▶ **Work task**: All lines of the material should be given again exactly.

- - -

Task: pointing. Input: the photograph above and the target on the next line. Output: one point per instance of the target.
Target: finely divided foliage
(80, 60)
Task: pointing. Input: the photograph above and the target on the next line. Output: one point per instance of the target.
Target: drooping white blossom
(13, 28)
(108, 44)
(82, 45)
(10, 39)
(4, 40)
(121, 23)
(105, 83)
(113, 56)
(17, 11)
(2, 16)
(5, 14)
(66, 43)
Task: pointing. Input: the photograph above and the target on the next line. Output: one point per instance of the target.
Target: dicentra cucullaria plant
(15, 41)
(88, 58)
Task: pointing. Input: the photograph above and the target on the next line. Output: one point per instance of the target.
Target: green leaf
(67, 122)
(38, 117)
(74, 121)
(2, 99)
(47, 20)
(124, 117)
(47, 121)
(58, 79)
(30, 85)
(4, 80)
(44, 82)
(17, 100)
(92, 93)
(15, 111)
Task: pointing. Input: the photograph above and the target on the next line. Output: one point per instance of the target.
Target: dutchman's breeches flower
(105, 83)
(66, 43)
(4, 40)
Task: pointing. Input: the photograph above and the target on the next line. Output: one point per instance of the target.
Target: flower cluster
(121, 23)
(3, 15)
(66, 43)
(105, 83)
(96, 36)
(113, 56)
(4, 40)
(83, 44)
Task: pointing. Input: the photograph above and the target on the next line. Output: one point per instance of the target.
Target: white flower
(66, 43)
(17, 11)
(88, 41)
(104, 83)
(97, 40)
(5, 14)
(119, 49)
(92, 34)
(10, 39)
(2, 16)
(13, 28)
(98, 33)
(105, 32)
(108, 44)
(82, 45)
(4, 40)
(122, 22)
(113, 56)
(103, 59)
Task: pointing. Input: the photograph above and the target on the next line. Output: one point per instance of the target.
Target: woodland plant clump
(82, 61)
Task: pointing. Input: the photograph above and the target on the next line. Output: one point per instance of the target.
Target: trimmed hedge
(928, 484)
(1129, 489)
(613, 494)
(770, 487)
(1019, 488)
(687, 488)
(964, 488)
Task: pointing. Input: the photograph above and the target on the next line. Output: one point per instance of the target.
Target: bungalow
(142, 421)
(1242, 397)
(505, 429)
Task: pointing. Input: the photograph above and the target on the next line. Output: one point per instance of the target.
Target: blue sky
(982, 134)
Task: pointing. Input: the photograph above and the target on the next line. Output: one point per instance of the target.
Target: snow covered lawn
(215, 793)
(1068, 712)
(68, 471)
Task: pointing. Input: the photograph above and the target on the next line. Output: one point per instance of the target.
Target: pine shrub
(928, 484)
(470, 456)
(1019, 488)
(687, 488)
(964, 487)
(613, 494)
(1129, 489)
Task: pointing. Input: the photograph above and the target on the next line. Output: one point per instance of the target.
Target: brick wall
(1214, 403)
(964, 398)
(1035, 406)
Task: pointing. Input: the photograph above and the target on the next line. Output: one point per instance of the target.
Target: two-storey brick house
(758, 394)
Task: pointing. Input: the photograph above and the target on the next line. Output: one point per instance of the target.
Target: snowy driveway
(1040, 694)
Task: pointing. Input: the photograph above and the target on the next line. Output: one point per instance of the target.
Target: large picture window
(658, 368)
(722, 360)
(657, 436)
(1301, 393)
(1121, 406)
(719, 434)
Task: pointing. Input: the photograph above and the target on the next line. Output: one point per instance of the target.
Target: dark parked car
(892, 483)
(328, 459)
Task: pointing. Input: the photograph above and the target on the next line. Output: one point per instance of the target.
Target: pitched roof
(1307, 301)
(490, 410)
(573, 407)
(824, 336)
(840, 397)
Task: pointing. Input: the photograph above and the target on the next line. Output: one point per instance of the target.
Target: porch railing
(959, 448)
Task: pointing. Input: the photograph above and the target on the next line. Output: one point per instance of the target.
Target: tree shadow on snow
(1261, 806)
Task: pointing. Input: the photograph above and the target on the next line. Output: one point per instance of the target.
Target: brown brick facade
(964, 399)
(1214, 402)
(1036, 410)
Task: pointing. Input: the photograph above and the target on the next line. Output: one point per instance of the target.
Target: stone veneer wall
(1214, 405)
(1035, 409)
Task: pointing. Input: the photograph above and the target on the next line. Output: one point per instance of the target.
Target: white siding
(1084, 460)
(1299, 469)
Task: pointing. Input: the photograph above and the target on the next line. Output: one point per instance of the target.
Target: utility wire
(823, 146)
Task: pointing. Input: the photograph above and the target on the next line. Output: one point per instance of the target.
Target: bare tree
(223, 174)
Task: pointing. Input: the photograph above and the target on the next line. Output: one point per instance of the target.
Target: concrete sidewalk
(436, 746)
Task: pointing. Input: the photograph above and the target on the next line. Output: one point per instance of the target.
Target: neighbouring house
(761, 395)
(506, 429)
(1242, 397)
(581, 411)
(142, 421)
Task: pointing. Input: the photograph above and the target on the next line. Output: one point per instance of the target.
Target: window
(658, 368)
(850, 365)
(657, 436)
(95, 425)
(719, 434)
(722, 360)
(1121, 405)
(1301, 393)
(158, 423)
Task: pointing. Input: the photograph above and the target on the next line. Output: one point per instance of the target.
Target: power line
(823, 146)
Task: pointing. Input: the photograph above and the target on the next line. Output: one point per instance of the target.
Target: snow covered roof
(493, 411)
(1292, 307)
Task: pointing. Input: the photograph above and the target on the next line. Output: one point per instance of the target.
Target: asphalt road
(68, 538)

- - -

▶ **Reply to the task**:
Task: pointing. Input: the photograph above and the target on the next line. Output: one point per instance of the target.
Target: finely divided foliage
(80, 60)
Task: pointing. Input: the photograph above and the target on the next line. Output: one point per instance of the target.
Target: drooping white blossom
(13, 28)
(108, 44)
(82, 45)
(10, 39)
(4, 40)
(121, 23)
(105, 83)
(113, 56)
(17, 11)
(2, 16)
(5, 14)
(66, 43)
Task: pointing. Input: the photograph above and the target on the next line. Output: one point per instance of the target.
Target: dicentra cucullaria plant
(15, 41)
(88, 58)
Task: pointing. Input: the photograph above and the target on the next line. Output: one point per instance of the target.
Target: green leaf
(67, 122)
(38, 117)
(74, 121)
(2, 99)
(47, 20)
(124, 117)
(47, 121)
(58, 79)
(30, 85)
(4, 80)
(44, 82)
(17, 100)
(92, 93)
(15, 111)
Task: pointing. Input: the photograph above and the target on the next line. Output: one point per instance of the target.
Target: dutchman's breeches flower
(105, 83)
(66, 43)
(4, 40)
Task: pointing. Input: the photograph above and the target on the next line. Output: one point per instance of the target.
Target: flower cluster
(121, 23)
(3, 15)
(66, 43)
(105, 83)
(96, 36)
(113, 56)
(4, 40)
(83, 44)
Task: pointing. Input: the photograph above and the target on the next line. Output: one point per instance of the target.
Target: white flower
(66, 43)
(17, 11)
(88, 41)
(104, 83)
(97, 40)
(5, 14)
(119, 49)
(92, 34)
(10, 39)
(2, 16)
(13, 28)
(98, 33)
(105, 32)
(108, 44)
(82, 45)
(4, 40)
(122, 22)
(113, 56)
(103, 59)
Task: pointing. Input: the photograph above and the target on the next line. Output: one point per instance of the target.
Target: woodland plant clump
(82, 61)
Task: pointing. Input: the photograph above and the target on the next line. Output: one point per instance of the target.
Target: trimmed hedge
(928, 484)
(1129, 489)
(613, 494)
(770, 487)
(1019, 488)
(687, 488)
(964, 488)
Task: pointing. Input: the photograph above and the target on the next line. Output: one point per instance of the target.
Target: bungalow
(142, 421)
(1242, 397)
(505, 429)
Task: pointing. Input: the photograph above and the target on the next line. Output: one point per instance of the target.
Target: blue sky
(982, 134)
Task: pointing. Input: the photograph above and the target on the next line. Output: one point per instance of the target.
Target: snow covered lawn
(215, 793)
(1068, 712)
(68, 471)
Task: pointing. Input: the photograph above and the target on the next line. Output: one point per instance of the target.
Target: pine shrub
(928, 484)
(470, 456)
(1019, 488)
(687, 488)
(964, 487)
(613, 494)
(1129, 489)
Task: pointing. Input: the photograph above and the target on the next line. Output: one point per instance of the target.
Target: brick wall
(1214, 403)
(964, 398)
(1035, 406)
Task: pointing. Input: the photograph above and the target on the next line. Output: one point per instance of the target.
Target: two-storey brick house
(758, 394)
Task: pointing. Input: the photograph above and the target on the next line. Output: one point per instance of the target.
Target: snowy driveway
(1040, 694)
Task: pointing. Input: the photograph above and the target on the next line. Output: one point per instance of the target.
Target: large picture window
(658, 368)
(722, 360)
(657, 436)
(1301, 393)
(1121, 406)
(719, 434)
Task: pointing. Input: the photograph above and the target on the next line. Output: one point per instance of the target.
Target: dark parked car
(892, 483)
(328, 459)
Task: pointing. Input: the photograph above and the target on the next line. Output: one point per instance of the target.
Target: pitched roof
(1307, 301)
(490, 410)
(573, 407)
(824, 336)
(840, 397)
Task: pointing. Input: the photograph above and the target on the next line. Output: one point per instance of the target.
Target: porch railing
(959, 448)
Task: pointing. Input: the photograph above and the target on the next line. Output: one point per instance of the target.
Target: tree shadow on snow
(1261, 806)
Task: pointing. Input: the photograph above and the target on the next line. Output: one point per instance of the target.
Target: brown brick facade
(964, 399)
(1214, 402)
(1036, 410)
Task: pointing. Input: the photograph above and the target on the next line. Output: one point per instance of the target.
Target: stone veneer wall
(1214, 405)
(1035, 409)
Task: pointing. Input: the photograph above and the target on the next line. Output: one point per instance of the target.
Target: white siding
(1084, 460)
(1299, 469)
Task: pointing. Input: the photograph above and the target on the next line. Output: one point per instance of the target.
Target: utility wire
(823, 146)
Task: pointing. Input: the photograph above and the target on the next line. Output: one point per instance of the target.
Target: bare tree
(223, 174)
Task: pointing. Input: the photograph above and the target on the next line. Output: one point per instance of the target.
Target: concrete sidewalk
(436, 746)
Task: pointing. Input: the photograph above and the target on the next line. Output: one point per instance of the target.
Target: neighbouring house
(761, 395)
(506, 429)
(1242, 397)
(581, 411)
(142, 421)
Task: pointing. Input: the photograph above and the target on the next line. Output: one point per instance of the target.
Target: window
(658, 368)
(850, 365)
(657, 436)
(95, 425)
(719, 434)
(722, 360)
(1121, 405)
(1301, 393)
(158, 423)
Task: pointing. Input: the photograph above and the target on the next line. Output: one point per instance of the target.
Target: power line
(823, 146)
Task: pointing. Input: the photograph above and the target on the next line. Output: one point per instance of the target.
Target: snow covered roof
(493, 411)
(1292, 307)
Task: pointing. Input: the photograph above and the target on the next line. Output: one point per instance of the target.
Target: asphalt road
(68, 538)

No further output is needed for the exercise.